Document excerpt
__________________________________________________

KOT DIJI PHASE The most extensive Early Harappan regional culture, occupying an area including northern Baluchistan, Cholistan, and the Punjab. Though it developed into the Mature Harappan civilization on the plains, in the northern borderlands it continued throughout the later third millennium as the Late Kot Diji culture.

KULLI CULTURE A culture in southern Baluchistan contemporary and closely associated with the Harappan civilization.

KUNTASI A small port and industrial town in Saurashtra.

KUTCH The northwest lobe of Gujarat, now divided from the mainland by the marshy Ranns of Kutch, but in Harappan times an island.

LAGASH An important Sumerian city-state, prominent in the period between the Akkadian and Ur III empires.

LANGNAJ A long-lived hunter-gatherer camp in North Gujarat, whose inhabitants probably acquired domestic animals as well as some small manufactured goods from the Harappans.

LAPIS LAZULI A beautiful and highly valued blue stone, mined in Badakhshan in Afghanistan; its supply was controlled by the Harappans in the later third millennium. A stone similar in appearance was available in the Chagai Hills in western Baluchistan.

LATE HARAPPAN PERIOD The Post-urban or Late Harappan period, from around 1900 BCE. It saw the disintegration of the Harappan state and the decay and abandonment of cities and towns. The effects were most marked in Sindh, the Makran, Kutch, and Cholistan. See also Cemetery H Culture; Jhukar Culture.

LATE KOT DIJI See Kot Diji Phase.

LITTLE MILLET An important crop (Panicum sumatrense) in Mature Harappan Saurashtra. It may also have been grown near Harappa. It was superseded by the more productive African millets in the early second millennium.

LINGAM The sacred phallus representing the god Shiva.

LOGOGRAM A sign representing a word. This has the same meaning in different languages but a different spoken form.

LOST WAX CASTING See Cire Perdue.

LOST SARASWATI See Saraswati.

LOTHAL An important trading and manufacturing town in Gujarat, established on the southern Harappan border, at the interface with lands inhabited by hunter-gatherers and rich in gemstones such as agate and carnelian. A brick basin interpreted as a dock may reflect involvement also with the overseas trade network.

LOTESHWAR A hunter-gatherer camp in Gujarat perhaps occupied by the sixth millennium and certainly by the fourth when, as well as hunting game, the inhabitants kept domestic animals acquired from their farming neighbors and made their own styles of pottery.

MADDER A perennial herb (Rubia tinctorum) with lanceolate leaves producing a red pigment used for dyeing linen, wool, cotton, and leather, using alum as a mordant. The hue produced can be varied from brown through red to violet by adding different metals. Its use is attested to at Mohenjo-daro.

MAGAN The name by which the Oman peninsula was known to the Mesopotamians. Its inhabitants mined the substantial deposits of copper ore in its interior and traded with Mesopotamia, Bahrein, the Indus, and probably southern Arabia and East Africa.

MAKRAN The inhospitable coastal region between the Arabian Sea and Baluchistan. Its main attraction is its good anchorages.

MANCHAR A large lake in Sindh, massively extended annually by the flood-waters of the Indus.

__________________________________________________

Available data

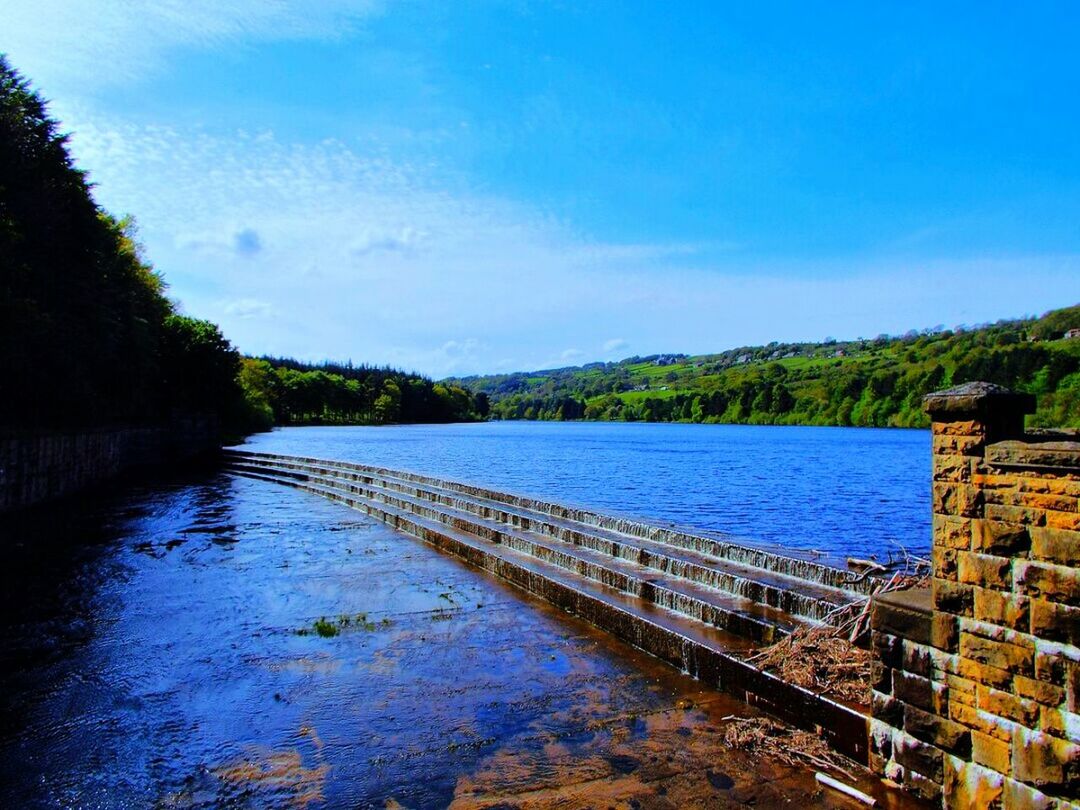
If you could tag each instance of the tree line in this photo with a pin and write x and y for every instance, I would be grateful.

__________________________________________________

What is asked
1 – Write out the passage of the glossary starting at "KOT DIJI PHASE The" and ending at "times an island.".
2 – According to the glossary, where was lapis lazuli mined?
The listing has no part in this exercise.

The replies
1 –
KOT DIJI PHASE The most extensive Early Harappan regional culture, occupying an area including northern Baluchistan, Cholistan, and the Punjab. Though it developed into the Mature Harappan civilization on the plains, in the northern borderlands it continued throughout the later third millennium as the Late Kot Diji culture.

KULLI CULTURE A culture in southern Baluchistan contemporary and closely associated with the Harappan civilization.

KUNTASI A small port and industrial town in Saurashtra.

KUTCH The northwest lobe of Gujarat, now divided from the mainland by the marshy Ranns of Kutch, but in Harappan times an island.

2 – In Badakhshan in Afghanistan.